* BEGIN Source document *

Special to the Record

It wasn’t uncommon 40 years or so ago, for elders to live with their grown-up children and grandchildren.

Why did that change?

I think post-war emigration had some hand in it.

We immigrated to Canada when I was three years old and my brother was five. Both my dad’s mom and my mom’s dad died before I had a chance to see them again. When I was 14, we returned to “the old country” for a visit and I spent about 30 minutes with my dad’s dad – just a drop-in visit. That was the only time I saw him after emigration.

After my grandma on my mother’s side was widowed, she came to Canada for a year. I was nine years old.

I remember a lot about that year. Grandma lived with us and with her son’s family in Edmonton, alternating to give each family some “on” and some “off” time. I have great memories of walking home for lunch in Charleswood, on the outskirts of Winnipeg – a walk of about one-half hour each way (we had an hour and a half for lunch) – to have that warm welcome and freshly cooked shepherd’s pie on a cold Manitoba winter’s day. My mom was a full-time teacher, not home at lunchtime, so having grandma at home to cook and chat with us was very special.

* END Source document *
* BEGIN Information given *

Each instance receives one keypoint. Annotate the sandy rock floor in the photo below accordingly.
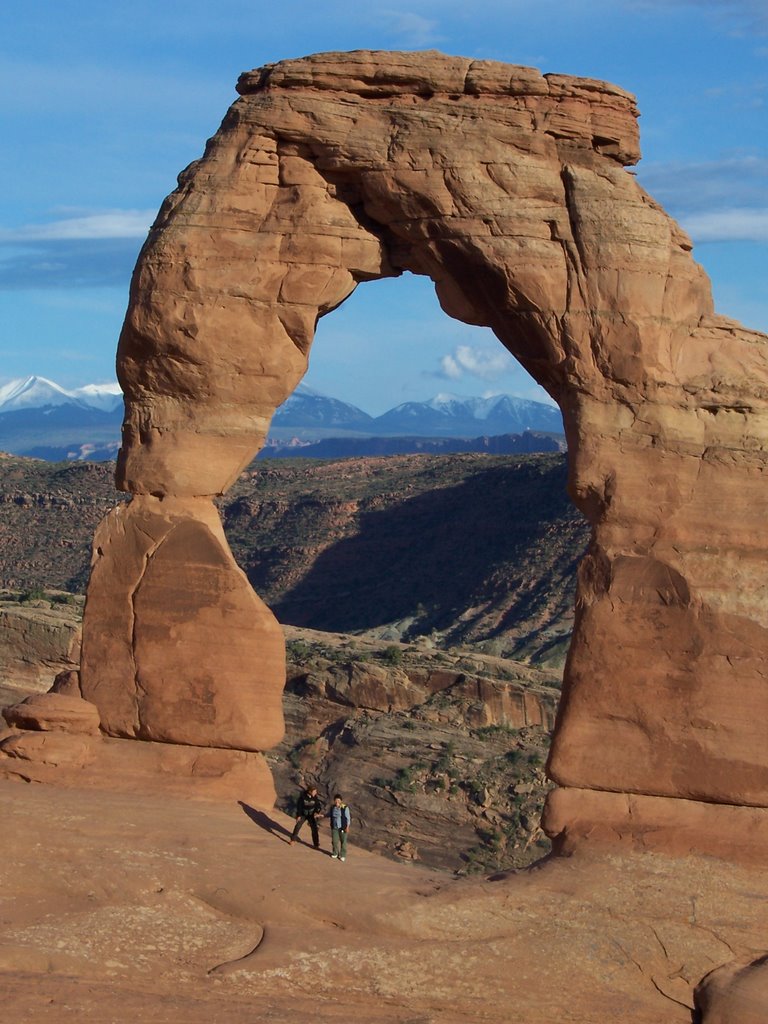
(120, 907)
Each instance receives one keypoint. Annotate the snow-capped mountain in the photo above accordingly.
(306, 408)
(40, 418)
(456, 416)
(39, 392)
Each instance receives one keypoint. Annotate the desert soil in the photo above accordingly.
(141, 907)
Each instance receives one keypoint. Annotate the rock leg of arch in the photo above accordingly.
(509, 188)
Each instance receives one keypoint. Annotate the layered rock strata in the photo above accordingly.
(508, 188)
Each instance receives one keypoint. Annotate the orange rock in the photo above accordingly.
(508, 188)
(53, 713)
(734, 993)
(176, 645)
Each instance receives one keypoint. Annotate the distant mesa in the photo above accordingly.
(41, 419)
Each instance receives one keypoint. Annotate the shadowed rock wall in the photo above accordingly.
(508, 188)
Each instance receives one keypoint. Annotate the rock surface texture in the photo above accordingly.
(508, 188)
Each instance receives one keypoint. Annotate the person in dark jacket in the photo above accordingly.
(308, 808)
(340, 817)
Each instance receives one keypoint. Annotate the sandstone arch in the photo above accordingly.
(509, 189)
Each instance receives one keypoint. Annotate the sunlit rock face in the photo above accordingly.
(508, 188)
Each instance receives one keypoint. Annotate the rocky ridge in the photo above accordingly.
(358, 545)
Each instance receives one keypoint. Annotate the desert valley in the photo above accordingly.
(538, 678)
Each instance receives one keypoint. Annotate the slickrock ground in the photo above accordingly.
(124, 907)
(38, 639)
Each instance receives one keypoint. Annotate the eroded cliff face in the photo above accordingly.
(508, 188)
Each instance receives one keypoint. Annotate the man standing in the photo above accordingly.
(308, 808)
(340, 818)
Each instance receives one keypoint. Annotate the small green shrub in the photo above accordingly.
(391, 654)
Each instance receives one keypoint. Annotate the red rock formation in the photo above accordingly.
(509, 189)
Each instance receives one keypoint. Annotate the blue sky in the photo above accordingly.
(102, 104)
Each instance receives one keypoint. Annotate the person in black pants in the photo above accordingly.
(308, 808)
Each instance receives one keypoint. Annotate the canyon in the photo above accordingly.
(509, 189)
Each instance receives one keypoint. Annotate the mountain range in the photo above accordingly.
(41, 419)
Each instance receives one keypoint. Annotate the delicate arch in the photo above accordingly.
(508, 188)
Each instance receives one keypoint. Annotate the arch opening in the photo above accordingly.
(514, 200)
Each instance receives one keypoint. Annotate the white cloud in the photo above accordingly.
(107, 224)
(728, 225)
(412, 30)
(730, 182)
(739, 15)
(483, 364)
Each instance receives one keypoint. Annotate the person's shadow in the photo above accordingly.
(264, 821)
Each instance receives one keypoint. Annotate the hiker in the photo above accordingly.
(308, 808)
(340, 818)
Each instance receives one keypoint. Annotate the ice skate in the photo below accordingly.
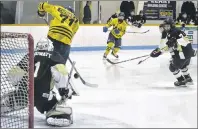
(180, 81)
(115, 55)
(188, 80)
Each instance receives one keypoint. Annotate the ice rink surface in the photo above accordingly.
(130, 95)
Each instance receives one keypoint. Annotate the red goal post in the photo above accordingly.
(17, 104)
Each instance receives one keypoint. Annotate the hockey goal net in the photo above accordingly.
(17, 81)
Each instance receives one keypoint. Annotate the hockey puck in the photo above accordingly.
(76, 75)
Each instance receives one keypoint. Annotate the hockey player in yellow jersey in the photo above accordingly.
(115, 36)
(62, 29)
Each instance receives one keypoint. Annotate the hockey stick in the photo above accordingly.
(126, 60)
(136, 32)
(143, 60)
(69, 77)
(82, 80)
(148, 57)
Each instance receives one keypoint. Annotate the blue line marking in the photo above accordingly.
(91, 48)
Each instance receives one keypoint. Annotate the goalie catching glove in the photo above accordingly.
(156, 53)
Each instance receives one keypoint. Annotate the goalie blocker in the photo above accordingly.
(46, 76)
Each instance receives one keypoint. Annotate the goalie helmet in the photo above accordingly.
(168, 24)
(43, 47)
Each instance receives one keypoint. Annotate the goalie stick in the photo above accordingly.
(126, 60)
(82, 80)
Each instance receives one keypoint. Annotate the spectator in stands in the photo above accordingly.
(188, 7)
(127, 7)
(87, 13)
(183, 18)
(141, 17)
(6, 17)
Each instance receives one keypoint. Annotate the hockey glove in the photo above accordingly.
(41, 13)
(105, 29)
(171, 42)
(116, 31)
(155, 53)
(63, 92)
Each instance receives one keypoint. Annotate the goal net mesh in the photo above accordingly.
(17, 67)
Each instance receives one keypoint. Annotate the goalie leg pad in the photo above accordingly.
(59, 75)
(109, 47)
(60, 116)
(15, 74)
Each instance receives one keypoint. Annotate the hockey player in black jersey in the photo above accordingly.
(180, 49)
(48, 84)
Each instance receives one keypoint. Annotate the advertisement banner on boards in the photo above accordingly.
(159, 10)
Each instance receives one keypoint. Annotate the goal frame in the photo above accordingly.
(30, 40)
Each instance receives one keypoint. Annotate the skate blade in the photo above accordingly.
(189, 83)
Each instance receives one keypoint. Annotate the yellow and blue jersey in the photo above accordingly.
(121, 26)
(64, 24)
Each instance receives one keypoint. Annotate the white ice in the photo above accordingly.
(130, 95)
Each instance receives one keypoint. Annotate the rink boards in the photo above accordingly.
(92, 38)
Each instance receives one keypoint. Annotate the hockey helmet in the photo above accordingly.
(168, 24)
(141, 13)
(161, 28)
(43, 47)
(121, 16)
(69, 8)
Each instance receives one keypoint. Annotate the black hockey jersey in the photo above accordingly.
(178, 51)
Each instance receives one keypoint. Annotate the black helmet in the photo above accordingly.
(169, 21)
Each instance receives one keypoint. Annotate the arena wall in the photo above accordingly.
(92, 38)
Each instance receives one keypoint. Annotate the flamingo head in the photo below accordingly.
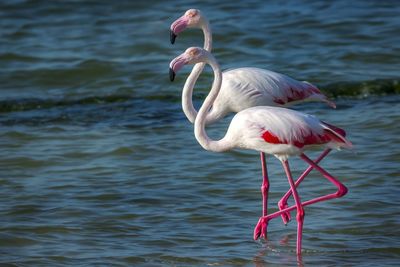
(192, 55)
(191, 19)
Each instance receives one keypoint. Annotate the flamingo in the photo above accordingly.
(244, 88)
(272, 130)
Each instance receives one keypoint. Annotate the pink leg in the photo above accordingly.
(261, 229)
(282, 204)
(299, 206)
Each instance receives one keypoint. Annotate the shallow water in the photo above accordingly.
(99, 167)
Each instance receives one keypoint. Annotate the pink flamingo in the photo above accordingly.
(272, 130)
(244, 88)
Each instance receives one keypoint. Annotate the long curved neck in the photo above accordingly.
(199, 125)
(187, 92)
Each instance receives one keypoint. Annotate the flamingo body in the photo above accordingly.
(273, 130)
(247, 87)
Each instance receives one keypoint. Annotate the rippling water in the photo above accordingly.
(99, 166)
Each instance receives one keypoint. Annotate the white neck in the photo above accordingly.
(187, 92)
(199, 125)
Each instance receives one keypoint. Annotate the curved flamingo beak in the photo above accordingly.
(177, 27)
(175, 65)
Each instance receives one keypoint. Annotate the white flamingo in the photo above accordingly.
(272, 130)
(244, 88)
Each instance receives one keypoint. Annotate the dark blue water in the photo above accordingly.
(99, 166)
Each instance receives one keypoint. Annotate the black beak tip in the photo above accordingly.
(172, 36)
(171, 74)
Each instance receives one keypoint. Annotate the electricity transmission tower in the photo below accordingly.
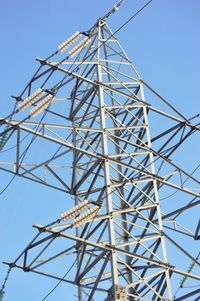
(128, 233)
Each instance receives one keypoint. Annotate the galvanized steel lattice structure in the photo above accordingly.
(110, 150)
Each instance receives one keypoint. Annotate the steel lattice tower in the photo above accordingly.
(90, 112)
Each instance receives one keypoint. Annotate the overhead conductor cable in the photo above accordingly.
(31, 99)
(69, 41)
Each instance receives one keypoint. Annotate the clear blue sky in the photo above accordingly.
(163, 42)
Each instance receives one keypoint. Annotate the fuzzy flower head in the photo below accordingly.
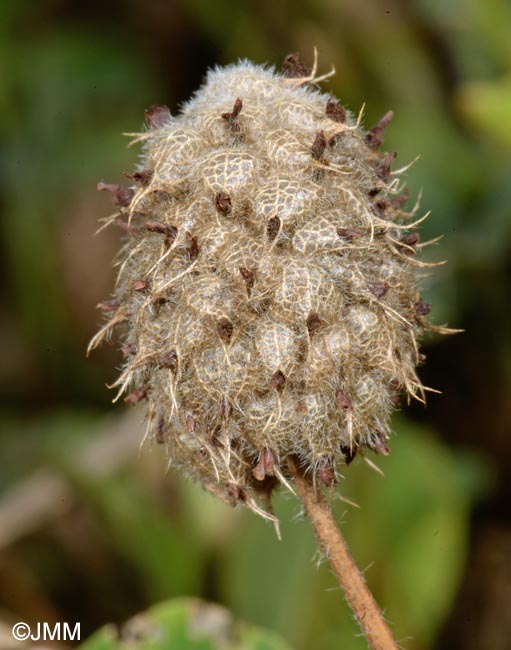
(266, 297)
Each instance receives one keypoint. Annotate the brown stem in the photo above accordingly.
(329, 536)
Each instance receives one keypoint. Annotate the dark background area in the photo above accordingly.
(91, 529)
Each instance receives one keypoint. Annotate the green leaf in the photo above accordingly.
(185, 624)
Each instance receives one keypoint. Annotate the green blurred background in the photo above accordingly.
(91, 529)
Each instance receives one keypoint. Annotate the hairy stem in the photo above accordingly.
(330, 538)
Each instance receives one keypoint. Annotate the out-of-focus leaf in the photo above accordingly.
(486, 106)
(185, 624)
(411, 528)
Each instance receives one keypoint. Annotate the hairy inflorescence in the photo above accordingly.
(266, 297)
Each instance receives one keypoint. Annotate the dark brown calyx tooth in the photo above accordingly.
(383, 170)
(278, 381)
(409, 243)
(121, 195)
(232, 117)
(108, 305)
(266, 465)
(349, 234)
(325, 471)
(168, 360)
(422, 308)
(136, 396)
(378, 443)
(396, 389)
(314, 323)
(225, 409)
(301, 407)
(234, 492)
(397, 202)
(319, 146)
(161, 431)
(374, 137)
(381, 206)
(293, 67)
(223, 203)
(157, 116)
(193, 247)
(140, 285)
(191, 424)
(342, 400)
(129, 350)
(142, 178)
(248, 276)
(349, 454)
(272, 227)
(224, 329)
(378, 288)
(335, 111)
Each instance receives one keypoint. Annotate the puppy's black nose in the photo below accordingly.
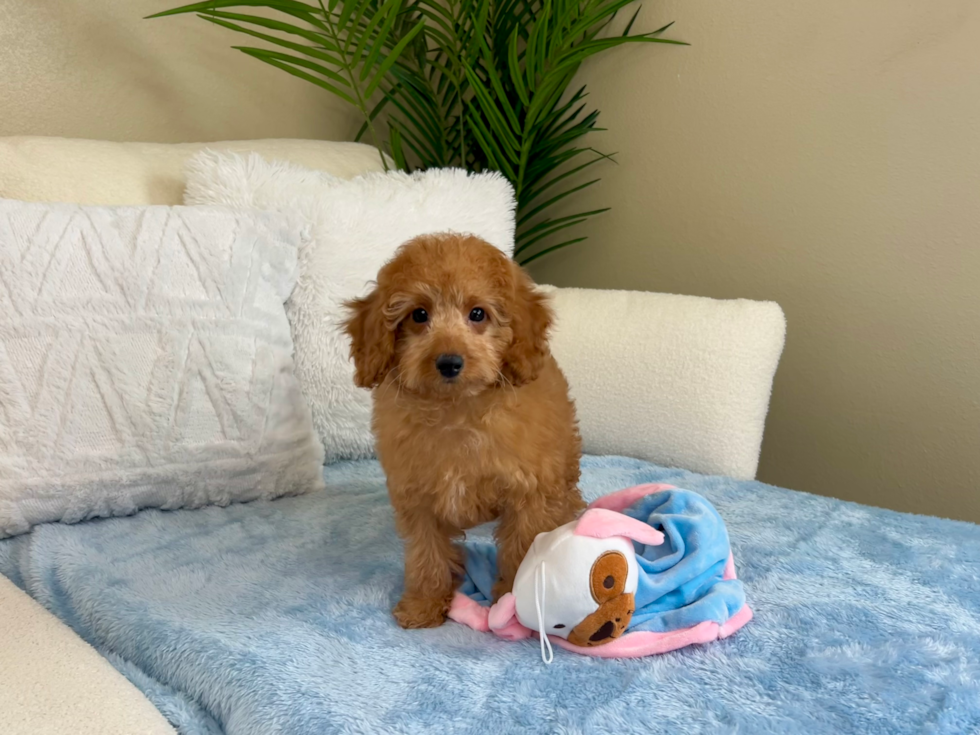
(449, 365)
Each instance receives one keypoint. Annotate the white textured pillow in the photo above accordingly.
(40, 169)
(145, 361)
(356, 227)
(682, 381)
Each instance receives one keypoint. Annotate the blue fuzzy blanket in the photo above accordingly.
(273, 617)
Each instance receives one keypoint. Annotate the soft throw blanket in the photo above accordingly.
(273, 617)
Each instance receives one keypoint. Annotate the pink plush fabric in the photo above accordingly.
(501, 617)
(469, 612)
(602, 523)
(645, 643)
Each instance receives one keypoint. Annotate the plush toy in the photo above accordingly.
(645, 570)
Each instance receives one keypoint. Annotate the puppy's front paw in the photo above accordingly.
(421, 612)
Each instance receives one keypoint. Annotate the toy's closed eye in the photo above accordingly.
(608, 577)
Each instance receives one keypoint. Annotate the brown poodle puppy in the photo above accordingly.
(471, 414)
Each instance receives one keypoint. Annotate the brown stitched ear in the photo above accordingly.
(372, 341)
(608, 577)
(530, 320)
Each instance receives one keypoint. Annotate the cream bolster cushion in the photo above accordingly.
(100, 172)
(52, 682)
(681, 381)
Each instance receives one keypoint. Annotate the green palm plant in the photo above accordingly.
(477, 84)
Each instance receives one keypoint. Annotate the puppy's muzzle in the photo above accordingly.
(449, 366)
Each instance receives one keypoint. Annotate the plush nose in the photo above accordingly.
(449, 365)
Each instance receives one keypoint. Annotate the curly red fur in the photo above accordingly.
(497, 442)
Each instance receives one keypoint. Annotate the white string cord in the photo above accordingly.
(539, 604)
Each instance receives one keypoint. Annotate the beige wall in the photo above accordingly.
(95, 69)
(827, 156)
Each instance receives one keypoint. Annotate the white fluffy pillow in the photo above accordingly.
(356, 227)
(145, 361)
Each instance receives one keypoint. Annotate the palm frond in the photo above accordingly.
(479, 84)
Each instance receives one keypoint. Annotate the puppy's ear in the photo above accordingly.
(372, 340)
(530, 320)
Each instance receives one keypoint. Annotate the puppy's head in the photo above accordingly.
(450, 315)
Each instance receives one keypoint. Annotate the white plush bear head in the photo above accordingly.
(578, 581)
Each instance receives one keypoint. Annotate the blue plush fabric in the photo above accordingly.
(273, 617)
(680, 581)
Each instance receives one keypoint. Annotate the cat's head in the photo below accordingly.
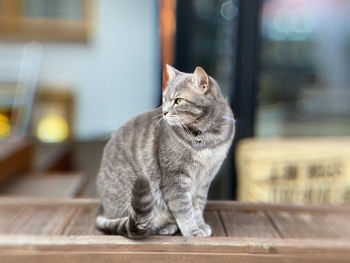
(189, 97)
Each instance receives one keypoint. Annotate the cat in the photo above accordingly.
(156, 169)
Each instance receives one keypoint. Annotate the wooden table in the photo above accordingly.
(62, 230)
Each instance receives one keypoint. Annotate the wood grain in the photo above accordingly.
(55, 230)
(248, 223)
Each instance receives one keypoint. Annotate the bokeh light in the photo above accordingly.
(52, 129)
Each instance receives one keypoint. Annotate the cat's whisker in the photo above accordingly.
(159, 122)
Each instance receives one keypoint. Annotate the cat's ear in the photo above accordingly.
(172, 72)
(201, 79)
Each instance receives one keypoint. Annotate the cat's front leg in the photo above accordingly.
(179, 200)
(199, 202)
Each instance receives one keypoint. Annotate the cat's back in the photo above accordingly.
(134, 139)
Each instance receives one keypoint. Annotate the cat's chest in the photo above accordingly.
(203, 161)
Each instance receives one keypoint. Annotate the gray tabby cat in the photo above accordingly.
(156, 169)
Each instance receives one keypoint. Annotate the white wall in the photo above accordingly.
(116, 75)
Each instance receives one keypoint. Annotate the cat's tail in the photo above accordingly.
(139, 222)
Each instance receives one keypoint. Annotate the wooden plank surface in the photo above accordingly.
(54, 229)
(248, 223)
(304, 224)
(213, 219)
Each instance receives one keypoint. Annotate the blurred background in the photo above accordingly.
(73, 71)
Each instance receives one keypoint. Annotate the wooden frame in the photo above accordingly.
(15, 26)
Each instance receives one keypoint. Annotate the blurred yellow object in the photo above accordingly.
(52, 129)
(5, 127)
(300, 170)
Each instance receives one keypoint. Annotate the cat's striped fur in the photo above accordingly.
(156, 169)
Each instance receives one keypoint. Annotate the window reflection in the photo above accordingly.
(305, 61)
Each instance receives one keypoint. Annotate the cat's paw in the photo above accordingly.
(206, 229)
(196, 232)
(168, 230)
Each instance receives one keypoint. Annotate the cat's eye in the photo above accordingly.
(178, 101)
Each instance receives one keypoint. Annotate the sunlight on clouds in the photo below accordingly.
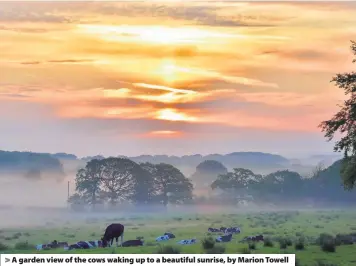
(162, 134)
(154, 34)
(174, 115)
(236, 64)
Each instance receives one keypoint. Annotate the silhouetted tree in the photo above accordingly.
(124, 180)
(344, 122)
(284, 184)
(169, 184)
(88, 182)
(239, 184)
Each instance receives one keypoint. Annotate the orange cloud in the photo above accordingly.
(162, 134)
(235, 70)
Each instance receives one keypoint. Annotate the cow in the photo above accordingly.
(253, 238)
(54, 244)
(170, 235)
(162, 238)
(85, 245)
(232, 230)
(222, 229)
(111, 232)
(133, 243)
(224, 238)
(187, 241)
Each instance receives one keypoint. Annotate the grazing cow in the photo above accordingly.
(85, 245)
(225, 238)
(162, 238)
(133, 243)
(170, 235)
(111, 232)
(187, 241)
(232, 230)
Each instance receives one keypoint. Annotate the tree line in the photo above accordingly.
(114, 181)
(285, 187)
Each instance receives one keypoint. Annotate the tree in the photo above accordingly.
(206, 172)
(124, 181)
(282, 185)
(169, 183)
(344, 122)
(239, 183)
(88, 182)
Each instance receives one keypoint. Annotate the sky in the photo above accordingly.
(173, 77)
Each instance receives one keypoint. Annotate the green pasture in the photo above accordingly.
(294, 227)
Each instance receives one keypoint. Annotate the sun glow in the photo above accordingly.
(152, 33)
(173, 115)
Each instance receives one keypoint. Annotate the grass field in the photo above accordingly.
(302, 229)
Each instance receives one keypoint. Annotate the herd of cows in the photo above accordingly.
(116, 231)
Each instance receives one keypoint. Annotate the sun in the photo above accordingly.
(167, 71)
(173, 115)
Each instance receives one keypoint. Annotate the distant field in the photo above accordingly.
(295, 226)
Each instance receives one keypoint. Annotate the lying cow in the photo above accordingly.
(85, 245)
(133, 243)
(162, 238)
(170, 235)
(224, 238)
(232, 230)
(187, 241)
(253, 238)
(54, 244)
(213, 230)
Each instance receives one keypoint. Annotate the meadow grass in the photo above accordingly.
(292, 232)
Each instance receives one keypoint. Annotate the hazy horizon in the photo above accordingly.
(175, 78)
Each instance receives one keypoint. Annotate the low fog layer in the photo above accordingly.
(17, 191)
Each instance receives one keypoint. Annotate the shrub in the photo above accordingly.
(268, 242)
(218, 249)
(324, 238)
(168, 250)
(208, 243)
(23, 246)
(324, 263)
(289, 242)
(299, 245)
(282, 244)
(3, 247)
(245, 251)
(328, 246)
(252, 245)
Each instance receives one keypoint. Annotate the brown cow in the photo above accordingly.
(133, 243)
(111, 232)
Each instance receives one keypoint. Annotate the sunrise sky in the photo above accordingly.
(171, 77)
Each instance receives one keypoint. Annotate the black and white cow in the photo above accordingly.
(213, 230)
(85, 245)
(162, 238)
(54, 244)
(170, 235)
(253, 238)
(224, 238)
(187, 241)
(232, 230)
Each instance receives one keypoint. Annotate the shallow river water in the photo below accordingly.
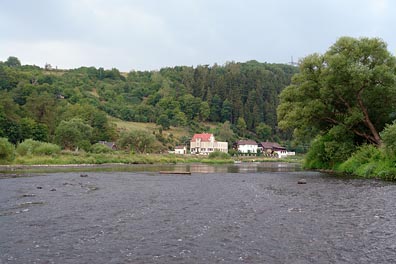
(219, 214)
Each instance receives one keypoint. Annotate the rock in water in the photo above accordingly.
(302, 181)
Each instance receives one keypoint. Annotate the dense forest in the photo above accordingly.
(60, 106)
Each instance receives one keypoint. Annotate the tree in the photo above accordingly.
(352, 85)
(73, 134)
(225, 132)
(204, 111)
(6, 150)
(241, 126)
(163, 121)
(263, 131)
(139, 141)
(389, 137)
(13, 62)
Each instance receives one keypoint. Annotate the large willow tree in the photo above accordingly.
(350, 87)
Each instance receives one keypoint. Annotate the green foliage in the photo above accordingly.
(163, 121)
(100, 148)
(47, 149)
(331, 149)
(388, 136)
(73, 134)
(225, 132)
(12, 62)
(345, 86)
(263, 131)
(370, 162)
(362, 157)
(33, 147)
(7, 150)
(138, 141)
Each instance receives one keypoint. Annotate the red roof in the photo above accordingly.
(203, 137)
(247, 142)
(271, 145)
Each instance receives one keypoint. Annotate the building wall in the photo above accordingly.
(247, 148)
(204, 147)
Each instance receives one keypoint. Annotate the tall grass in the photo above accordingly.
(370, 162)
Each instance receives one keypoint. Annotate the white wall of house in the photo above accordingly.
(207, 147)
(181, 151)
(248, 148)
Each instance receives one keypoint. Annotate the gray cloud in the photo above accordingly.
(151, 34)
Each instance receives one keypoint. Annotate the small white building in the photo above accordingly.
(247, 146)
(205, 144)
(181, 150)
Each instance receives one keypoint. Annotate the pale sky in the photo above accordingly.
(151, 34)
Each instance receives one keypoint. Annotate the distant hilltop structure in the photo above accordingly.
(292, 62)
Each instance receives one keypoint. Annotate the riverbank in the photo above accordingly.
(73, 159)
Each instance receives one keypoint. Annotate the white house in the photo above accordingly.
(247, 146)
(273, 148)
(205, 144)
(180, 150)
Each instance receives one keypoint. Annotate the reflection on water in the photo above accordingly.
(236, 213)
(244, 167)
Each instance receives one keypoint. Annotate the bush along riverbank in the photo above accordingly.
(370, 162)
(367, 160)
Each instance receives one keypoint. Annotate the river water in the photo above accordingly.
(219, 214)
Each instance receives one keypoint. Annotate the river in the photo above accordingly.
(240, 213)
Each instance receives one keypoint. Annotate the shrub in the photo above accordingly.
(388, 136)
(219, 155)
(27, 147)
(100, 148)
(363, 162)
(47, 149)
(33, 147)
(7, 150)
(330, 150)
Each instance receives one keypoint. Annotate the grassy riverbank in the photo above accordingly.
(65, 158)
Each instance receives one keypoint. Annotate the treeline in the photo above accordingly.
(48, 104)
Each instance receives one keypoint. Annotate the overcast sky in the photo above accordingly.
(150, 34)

* END Information given *

- Exercise task 1
Answer these from the grandparent essay:
(a) How old was the narrator when the family immigrated to Canada?
(b) How long did the grandmother on the mother's side stay in Canada?
(c) About how long did the walk home for lunch take each way?
- Exercise task 2
Reproduce word for word everything in the grandparent essay from "It wasn’t uncommon" down to "nine years old.".
These items come from a separate source unrelated to the grandparent essay.

- Correct answer 1
(a) Three years old.
(b) A year.
(c) About one-half hour.

- Correct answer 2
It wasn’t uncommon 40 years or so ago, for elders to live with their grown-up children and grandchildren.

Why did that change?

I think post-war emigration had some hand in it.

We immigrated to Canada when I was three years old and my brother was five. Both my dad’s mom and my mom’s dad died before I had a chance to see them again. When I was 14, we returned to “the old country” for a visit and I spent about 30 minutes with my dad’s dad – just a drop-in visit. That was the only time I saw him after emigration.

After my grandma on my mother’s side was widowed, she came to Canada for a year. I was nine years old.